Repeat exactly the lines of the material below that run from the "of the statue's" line to the "of the woman" line, including both, and do not carry over any pictures.

##############################

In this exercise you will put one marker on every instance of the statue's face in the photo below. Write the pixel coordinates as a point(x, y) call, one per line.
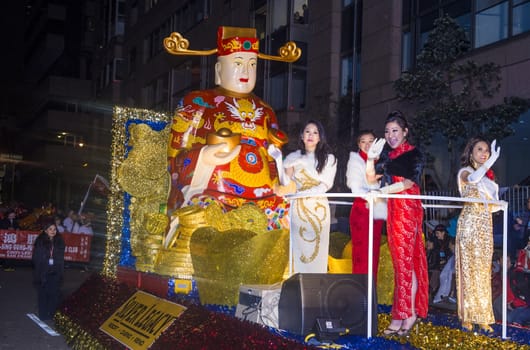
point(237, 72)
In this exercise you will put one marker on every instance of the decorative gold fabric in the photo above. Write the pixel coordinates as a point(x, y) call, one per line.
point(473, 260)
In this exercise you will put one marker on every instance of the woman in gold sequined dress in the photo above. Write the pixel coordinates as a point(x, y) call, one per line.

##############################

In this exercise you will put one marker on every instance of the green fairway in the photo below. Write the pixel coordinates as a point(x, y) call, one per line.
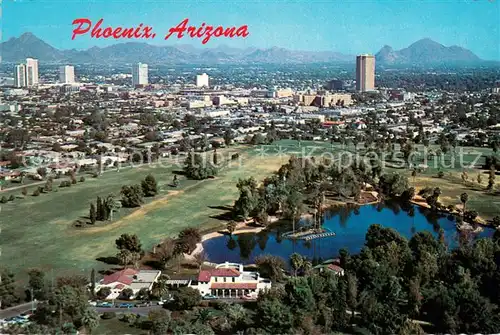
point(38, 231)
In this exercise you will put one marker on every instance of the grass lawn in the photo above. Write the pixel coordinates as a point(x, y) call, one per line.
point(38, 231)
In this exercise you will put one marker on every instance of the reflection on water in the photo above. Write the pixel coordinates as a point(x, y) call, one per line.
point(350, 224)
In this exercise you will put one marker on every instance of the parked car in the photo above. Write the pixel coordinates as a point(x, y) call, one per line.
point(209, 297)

##############################

COMPLETED TASK:
In this exercise you will put one marker on every instance of the statue's face in the photo below. Write the pixel coordinates as a point(x, y) call, one per line.
point(237, 72)
In this exercise you will put one marker on every instance of the decorative gold fabric in the photo above. Write the pixel coordinates as a point(x, y) call, one per line.
point(473, 260)
In this exercise you will put one marker on every instance of the woman in gold sequined dress in the photo above. Write the pixel coordinates as a point(x, y) call, one per line.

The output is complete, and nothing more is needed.